(INSTRUCTIONS)
a: List every passage that the thread about Eliezer and the AI-box experiment sets inside quotation marks.
b: Pick up the thread about Eliezer and the AI-box experiment after its final post and write the next reply.

(EXTRACT TO READ)
※

TDT is closer to what I’m looking for, though it’s a … tad long.
Point, but there’s also the middle ground “I’m not sure if he’s a crank or not, but I’m busy so I won’t look unless there’s some evidence he’s not.”
The big two I’ve come up with is a) he actually changes his mind about important things (though I need to find an actual post I can cite—didn’t he reopen the question of the possibility of a hard takeoff, or something?) and b) TDT.
Won some AI box experiments as the AI.
Sure, but that’s hard to prove: given “Eliezer is a crank,” the probability of “Eliezer is lying about his AI-box prowess” is much higher than “Eliezer actually pulled that off.”
The latest success by a non-Eliezer person helps, but I’d still like something I can literally cite.
I don’t see why anyone would think that. Plenty of people in the anti-vaccination crowd managed to convince parents to mortally endanger their children.
Yes, but that’s really not that hard. For starters, you can do a better job of picking your targets.
The AI-box experiment often is run with intelligent, rational people with money on the line and an obvious right answer; it’s a whole lot more impossible than picking the right uneducated family to sell your snake oil to.
Ohh, come on. Cyclical reasoning here. You think Yudkowsky is not a crank, so you think the folks that play that silly game with him are intelligent and rational (by the way a plenty of people who get duped by anti-vaxxers are of above average IQ), and so you get more evidence that Yudkowsky is not a crank. Cyclical reasoning doesn’t persuade anyone who isn’t already a believer.
You need non-cyclical reasoning. Which would generally be something where you aren’t the one having to explain people that the achievement in question is profound.
You probably mean “circular”.
This bit confuses me.
That aside:
Non sequitur. From the posts they make, everyone on this site seems to me to be sufficiently intelligent as to make “selling snake oil” impossible, in a cut-and-dry case like the AI box. Yudowsky’s own credibility doesn’t enter into it.

※

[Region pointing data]

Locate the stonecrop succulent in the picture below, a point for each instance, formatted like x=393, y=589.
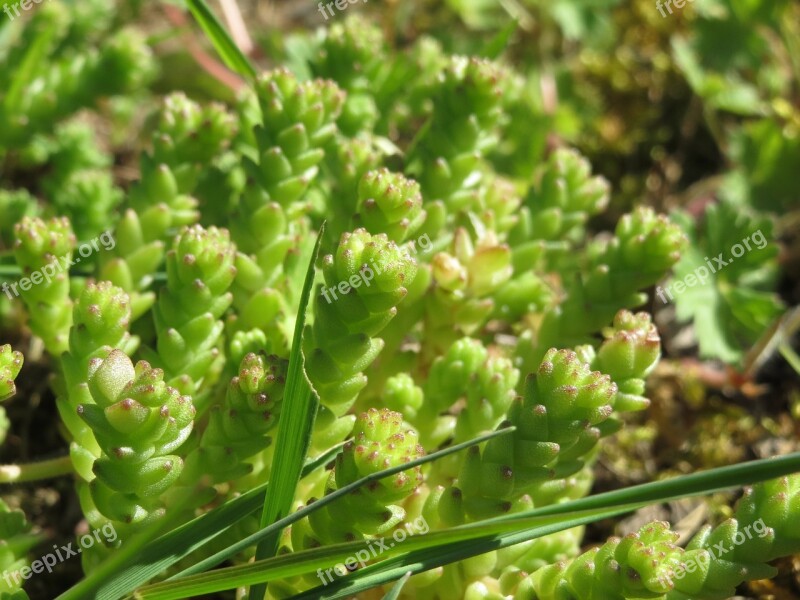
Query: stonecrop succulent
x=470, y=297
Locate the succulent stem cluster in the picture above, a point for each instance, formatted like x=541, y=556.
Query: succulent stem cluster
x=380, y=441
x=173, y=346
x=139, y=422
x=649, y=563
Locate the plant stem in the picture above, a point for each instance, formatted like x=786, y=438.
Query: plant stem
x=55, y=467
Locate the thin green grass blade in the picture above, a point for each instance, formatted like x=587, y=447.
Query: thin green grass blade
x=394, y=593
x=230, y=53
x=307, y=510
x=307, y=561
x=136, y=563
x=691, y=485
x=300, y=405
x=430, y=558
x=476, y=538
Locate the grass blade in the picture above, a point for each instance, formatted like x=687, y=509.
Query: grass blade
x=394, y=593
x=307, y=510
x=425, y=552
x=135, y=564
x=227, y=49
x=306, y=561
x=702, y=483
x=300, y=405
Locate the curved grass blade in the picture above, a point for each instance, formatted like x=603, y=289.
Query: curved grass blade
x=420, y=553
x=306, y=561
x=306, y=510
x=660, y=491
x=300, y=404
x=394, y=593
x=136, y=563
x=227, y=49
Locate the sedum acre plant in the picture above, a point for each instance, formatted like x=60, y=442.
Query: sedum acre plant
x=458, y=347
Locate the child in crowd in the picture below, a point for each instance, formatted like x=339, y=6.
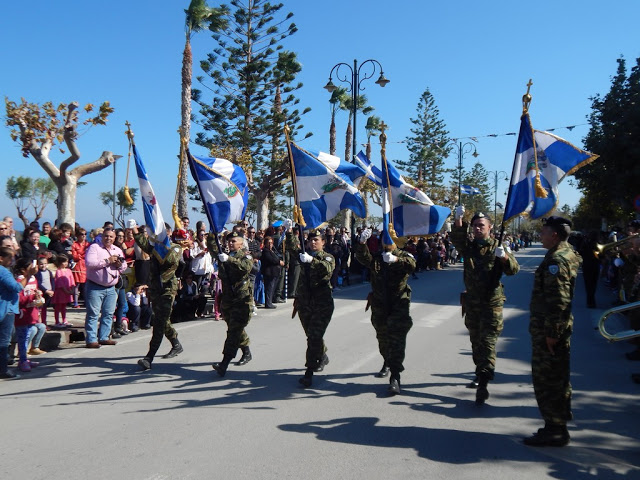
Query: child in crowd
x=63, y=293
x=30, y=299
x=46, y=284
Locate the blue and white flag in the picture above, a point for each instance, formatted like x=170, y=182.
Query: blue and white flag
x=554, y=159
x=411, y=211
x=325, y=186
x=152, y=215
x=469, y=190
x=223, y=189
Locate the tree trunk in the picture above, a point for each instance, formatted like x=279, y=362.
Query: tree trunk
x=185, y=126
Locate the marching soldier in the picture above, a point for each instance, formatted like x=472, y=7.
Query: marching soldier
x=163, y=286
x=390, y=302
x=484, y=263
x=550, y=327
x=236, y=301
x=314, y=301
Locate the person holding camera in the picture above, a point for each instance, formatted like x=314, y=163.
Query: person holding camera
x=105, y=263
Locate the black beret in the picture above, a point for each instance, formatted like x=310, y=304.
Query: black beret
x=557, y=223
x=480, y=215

※

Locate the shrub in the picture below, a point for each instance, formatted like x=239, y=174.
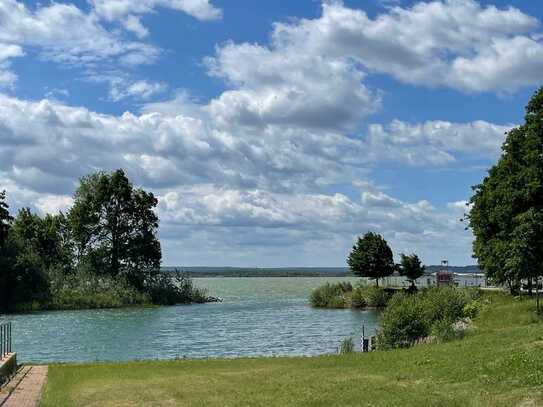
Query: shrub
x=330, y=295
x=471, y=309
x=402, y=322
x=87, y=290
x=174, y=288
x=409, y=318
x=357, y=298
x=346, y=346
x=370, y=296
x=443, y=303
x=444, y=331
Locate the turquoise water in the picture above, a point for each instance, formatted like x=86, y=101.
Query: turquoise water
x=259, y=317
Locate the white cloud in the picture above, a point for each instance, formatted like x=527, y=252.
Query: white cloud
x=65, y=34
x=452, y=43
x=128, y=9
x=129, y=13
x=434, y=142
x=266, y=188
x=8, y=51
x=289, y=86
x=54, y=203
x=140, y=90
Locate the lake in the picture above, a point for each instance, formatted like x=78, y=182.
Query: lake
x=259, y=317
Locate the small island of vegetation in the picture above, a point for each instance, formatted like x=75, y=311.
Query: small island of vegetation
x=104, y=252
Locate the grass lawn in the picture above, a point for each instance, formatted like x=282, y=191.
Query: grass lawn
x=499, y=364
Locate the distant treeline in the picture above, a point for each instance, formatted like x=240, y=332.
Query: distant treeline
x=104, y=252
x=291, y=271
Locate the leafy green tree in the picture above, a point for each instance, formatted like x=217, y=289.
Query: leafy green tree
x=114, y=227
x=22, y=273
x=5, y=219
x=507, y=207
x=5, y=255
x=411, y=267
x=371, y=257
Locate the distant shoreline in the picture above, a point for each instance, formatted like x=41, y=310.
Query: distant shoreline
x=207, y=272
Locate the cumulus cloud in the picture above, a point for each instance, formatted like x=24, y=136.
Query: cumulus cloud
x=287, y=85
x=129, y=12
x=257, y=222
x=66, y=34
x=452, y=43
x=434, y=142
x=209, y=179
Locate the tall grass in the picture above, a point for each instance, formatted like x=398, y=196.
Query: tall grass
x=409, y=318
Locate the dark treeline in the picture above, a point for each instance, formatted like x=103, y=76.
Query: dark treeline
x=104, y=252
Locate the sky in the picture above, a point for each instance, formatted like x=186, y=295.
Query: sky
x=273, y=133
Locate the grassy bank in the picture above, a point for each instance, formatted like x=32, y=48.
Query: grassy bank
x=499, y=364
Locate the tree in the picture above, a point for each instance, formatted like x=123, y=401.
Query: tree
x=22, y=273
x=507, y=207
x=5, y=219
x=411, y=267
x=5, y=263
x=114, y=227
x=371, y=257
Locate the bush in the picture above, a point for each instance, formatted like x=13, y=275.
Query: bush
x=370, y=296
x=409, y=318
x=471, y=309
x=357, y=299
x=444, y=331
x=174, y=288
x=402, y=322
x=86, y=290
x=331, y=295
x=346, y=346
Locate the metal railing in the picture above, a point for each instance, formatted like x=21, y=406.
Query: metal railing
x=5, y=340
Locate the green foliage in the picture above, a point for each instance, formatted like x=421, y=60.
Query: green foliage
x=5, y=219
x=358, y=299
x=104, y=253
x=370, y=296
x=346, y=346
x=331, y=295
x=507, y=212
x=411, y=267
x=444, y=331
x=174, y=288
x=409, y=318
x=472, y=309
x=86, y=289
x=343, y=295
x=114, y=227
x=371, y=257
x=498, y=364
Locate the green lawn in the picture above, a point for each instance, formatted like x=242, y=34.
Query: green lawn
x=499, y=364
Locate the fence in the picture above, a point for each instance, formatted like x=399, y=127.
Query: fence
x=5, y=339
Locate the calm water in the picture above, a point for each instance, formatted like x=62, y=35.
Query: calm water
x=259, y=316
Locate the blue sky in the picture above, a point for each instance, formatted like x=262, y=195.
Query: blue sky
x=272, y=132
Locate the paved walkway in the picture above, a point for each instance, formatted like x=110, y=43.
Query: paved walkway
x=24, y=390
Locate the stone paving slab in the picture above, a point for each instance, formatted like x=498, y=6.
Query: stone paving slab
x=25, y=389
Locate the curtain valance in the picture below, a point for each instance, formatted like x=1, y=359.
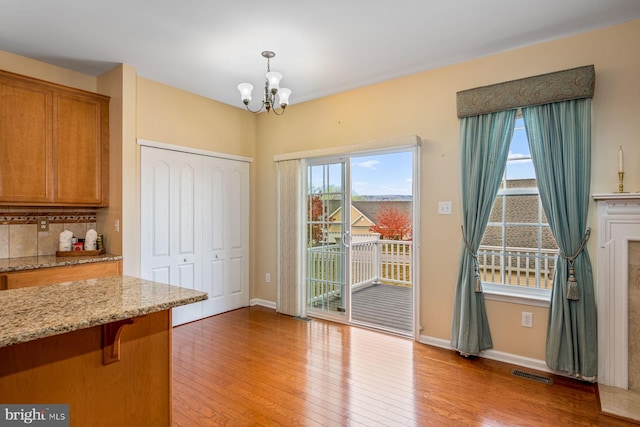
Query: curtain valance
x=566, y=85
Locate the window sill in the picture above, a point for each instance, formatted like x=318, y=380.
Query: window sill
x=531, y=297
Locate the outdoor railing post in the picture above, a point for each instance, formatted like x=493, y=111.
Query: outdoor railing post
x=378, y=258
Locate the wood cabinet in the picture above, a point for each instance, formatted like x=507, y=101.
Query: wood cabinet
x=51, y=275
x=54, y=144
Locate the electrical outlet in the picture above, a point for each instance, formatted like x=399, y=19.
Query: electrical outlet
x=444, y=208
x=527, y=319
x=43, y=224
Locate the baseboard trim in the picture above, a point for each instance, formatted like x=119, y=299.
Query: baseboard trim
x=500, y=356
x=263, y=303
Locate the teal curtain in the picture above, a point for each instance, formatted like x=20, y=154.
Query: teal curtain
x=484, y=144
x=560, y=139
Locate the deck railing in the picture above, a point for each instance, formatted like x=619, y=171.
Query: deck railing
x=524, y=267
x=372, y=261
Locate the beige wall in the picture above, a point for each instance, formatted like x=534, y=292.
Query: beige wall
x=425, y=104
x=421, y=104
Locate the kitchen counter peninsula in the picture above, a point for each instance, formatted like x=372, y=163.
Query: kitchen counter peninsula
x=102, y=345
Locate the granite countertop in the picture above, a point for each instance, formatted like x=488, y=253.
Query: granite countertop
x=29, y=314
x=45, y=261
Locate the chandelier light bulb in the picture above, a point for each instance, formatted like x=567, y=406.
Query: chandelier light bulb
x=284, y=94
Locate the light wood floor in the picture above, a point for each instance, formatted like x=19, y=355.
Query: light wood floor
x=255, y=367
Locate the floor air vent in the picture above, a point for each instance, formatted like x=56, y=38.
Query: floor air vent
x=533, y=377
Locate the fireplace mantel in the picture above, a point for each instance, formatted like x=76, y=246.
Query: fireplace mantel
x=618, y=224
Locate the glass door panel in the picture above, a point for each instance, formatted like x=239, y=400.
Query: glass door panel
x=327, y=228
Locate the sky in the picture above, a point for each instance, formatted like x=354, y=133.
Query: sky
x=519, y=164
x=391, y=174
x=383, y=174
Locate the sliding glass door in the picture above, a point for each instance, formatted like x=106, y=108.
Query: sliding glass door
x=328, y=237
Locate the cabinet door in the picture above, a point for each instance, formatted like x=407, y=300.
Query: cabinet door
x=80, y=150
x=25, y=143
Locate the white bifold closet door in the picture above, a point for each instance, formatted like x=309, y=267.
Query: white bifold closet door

※

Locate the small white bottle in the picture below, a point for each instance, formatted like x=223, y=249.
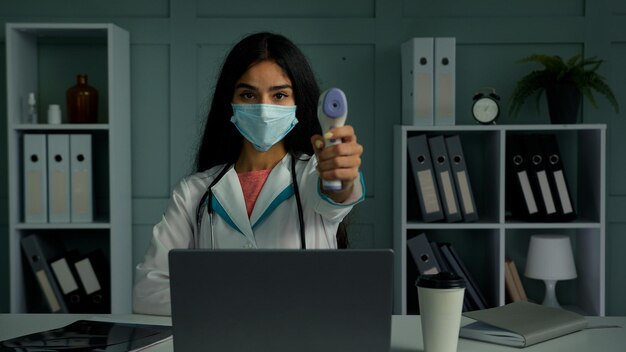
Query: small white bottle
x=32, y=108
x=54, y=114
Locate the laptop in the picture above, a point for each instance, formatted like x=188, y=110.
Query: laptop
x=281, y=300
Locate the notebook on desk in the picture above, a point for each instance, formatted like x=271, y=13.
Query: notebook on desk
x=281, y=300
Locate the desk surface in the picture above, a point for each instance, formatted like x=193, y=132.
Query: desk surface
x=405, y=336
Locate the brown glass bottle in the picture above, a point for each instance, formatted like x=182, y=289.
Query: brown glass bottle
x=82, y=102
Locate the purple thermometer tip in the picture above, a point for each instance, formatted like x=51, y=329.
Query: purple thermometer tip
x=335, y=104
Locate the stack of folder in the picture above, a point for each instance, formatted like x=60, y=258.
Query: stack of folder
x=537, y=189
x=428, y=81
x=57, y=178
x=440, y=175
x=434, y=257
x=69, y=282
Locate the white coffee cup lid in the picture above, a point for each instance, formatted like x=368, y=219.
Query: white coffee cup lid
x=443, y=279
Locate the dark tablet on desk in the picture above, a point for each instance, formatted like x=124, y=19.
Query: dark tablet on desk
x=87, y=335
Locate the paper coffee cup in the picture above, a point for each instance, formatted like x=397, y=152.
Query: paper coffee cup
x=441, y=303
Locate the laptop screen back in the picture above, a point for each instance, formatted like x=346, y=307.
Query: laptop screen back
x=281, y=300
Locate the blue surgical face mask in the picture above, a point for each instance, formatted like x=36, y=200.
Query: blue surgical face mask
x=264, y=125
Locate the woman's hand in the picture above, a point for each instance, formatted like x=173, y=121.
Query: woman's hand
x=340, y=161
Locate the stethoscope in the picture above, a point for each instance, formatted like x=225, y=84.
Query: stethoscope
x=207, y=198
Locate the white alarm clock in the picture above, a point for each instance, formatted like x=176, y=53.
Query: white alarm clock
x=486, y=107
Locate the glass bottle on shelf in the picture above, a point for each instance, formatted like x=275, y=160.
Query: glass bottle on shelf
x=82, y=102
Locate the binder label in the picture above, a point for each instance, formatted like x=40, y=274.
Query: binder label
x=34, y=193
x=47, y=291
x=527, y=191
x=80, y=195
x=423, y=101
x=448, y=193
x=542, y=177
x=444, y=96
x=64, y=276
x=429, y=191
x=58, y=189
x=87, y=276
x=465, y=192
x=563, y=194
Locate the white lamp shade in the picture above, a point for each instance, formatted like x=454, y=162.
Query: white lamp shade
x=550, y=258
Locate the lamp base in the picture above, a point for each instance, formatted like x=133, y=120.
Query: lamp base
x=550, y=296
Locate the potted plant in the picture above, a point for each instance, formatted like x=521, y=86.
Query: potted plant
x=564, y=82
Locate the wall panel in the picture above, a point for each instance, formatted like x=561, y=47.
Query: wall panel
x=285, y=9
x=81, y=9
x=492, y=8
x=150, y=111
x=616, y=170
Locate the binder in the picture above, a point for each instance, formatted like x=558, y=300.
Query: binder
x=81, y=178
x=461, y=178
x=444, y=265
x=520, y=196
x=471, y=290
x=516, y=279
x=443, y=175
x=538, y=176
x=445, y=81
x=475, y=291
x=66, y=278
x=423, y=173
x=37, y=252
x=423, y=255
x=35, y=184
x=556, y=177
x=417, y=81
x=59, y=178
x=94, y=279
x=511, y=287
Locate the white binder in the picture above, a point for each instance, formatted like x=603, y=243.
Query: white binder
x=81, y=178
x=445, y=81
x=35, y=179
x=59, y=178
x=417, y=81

※

(LIST OF ANSWERS)
a:
- I’m not sure if he’s a crank or not, but I’m busy so I won’t look unless there’s some evidence he’s not.
- Eliezer is a crank
- Eliezer is lying about his AI-box prowess
- Eliezer actually pulled that off.
- circular
- selling snake oil

b:
I thought you wanted to persuade others.
So what do you think even happened, anyway, if you think the obvious explanation is impossible?
Yes, but I don’t see why this is relevant
Ah, sorry. This brand of impossible.
Originally, you were hypothesising that the problem with persuading the others would be the possibility that Yudkowsky lied about AI box powers. I pointed out the possibility that this experiment is far less profound than you think it is. (Albeit frankly I do not know why you think it is so profound).
What ever is the brand, any “impossibilities” that happen should lower your confidence in the reasoning that deemed them “impossibilities” in the first place. I don’t think IQ is so strongly protective against deception, for example, and I do not think that you can assess something based on how the postings look to you with sufficient reliability as to overcome Gaussian priors very far from the mean.
edit: example. I would deem it quite unlikely that Yudkowsky could, for example, score highly on a programming contest with competent participants or in any other conventional, validated, reliable metric of technical expertise and ability, under good contest rules (i.e. excluding the possibility of externals assistance). So if he did something like that, I’d be quite surprised, and lower the confidence in what ever models deemed that impossible; good old Bayes. I’m far more confident in the validity of those conventional metrics (and in lack of alternate modes of passing, such as persuasion) than in my assessment so my assessment would change the most. Meanwhile, when it’s some unconventional game, well, even if I thought that this game is difficult, I’d be much less confident in the reasoning “it looks hard so it must be hard” than the low prior of exceptional performance is low.
Further, in this case the whole purpose of the experiment was to demonstrate that an AI could “take over a gatekeeper’s mind through a text channel” (something previously deemed “impossible”). As far as that goes it was, in my view, successful.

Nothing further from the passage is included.